Aim of the task:
Update the entries below by replacing every "amber glass bottle" with "green glass jar" and keeping everything else unchanged. Leave the pictures out of your answer.

(Part of a data file)
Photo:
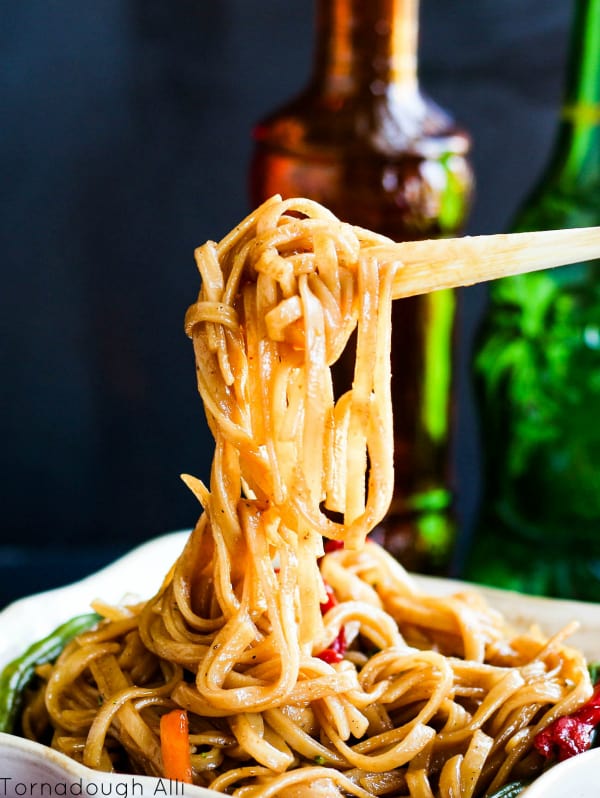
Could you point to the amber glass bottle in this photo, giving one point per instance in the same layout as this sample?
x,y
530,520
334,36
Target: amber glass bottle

In response:
Photo:
Could you point to the green glass jar in this photo, giving one point per instance in the same layout as this sample?
x,y
530,520
334,36
Target: green glass jar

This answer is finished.